- Task to complete
Reproduce everything from the start of the entries down to the line containing "462, 681, 616]]", inclusive, raising each bounding-box coordinate in the answers by 43 and leaving the labeling instructions and their format samples unchanged. Omit the pictures from the output.

___ Material to process ___

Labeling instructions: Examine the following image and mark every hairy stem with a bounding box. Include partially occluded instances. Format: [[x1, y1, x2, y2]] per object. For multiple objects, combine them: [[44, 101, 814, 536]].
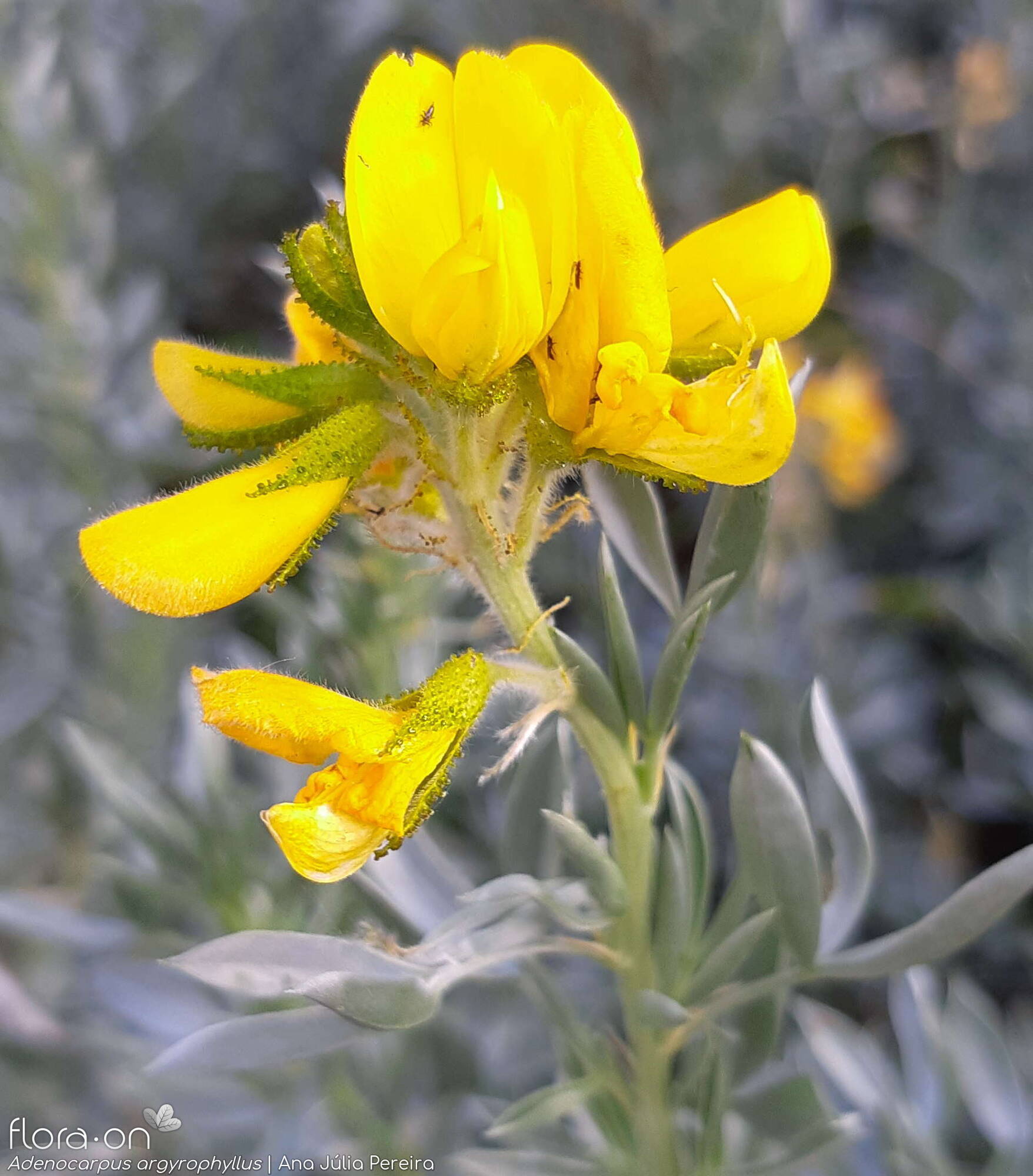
[[449, 429, 678, 1176]]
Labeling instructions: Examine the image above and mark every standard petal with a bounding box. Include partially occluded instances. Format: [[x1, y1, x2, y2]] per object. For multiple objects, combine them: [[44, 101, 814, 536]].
[[332, 730, 458, 837], [413, 173, 544, 383], [532, 111, 671, 432], [79, 454, 351, 616], [345, 53, 462, 355], [454, 52, 575, 343], [192, 667, 400, 763], [665, 188, 832, 354], [284, 294, 345, 363], [584, 339, 797, 486], [153, 339, 301, 432]]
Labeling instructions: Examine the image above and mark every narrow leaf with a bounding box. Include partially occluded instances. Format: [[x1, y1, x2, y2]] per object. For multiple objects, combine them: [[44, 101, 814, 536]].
[[726, 1114, 864, 1176], [688, 482, 771, 612], [802, 681, 875, 951], [542, 809, 628, 915], [686, 910, 777, 1003], [944, 976, 1033, 1154], [500, 723, 565, 877], [599, 536, 646, 730], [731, 735, 821, 965], [165, 931, 422, 997], [818, 846, 1033, 980], [793, 997, 901, 1112], [292, 970, 441, 1029], [145, 1008, 356, 1074], [198, 362, 385, 409], [452, 1148, 599, 1176], [647, 604, 711, 737], [581, 462, 681, 616]]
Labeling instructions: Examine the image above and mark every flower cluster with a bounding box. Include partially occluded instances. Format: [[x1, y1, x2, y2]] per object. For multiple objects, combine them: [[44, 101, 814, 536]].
[[81, 45, 831, 881]]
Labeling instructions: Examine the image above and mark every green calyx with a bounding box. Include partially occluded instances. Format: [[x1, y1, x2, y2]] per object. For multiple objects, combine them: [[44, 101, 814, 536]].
[[182, 412, 322, 453], [582, 449, 707, 494], [251, 401, 387, 497], [281, 201, 398, 358], [428, 372, 516, 416], [382, 649, 494, 739], [196, 362, 384, 412]]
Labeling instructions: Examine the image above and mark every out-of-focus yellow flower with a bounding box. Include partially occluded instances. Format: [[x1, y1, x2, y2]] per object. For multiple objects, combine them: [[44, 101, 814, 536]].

___

- Output of the task
Labeling instructions: Examine the following image and mark every hairy stem with a bounding box. Include partially occluded instances. Format: [[x1, y1, x2, y2]] per object. For multiple objects, combine them: [[44, 101, 814, 536]].
[[492, 472, 721, 1219]]
Labeling instructions: Examine the image above and mark every standard petal with a bounding box. Include partially occluded instances. Format: [[x1, y1, x2, y2]] per object. For multiple objects, combine them: [[44, 101, 814, 536]].
[[375, 773, 501, 880], [456, 216, 587, 426], [575, 154, 714, 475], [122, 497, 394, 659], [388, 96, 505, 398], [497, 95, 618, 386], [235, 710, 443, 806], [708, 231, 875, 397], [327, 337, 388, 406], [627, 382, 840, 529], [196, 382, 344, 475]]
Labeling instructions: Examine the image above and mark every narrow leaf with a bounding box. Include partially occluded instances. Format: [[x1, y1, x2, y2]] per object. For multiple objects, combine them: [[44, 101, 814, 536]].
[[769, 1157, 907, 1219], [731, 525, 814, 655], [845, 724, 918, 994], [585, 852, 671, 958], [729, 953, 820, 1046], [987, 1019, 1076, 1197], [543, 766, 608, 920], [642, 579, 689, 773], [774, 778, 864, 1008], [208, 974, 465, 1040], [861, 889, 1076, 1023], [836, 1040, 944, 1155], [335, 1013, 484, 1072], [188, 1051, 399, 1117], [241, 405, 428, 452], [495, 1191, 642, 1219], [690, 647, 754, 780], [624, 505, 724, 659]]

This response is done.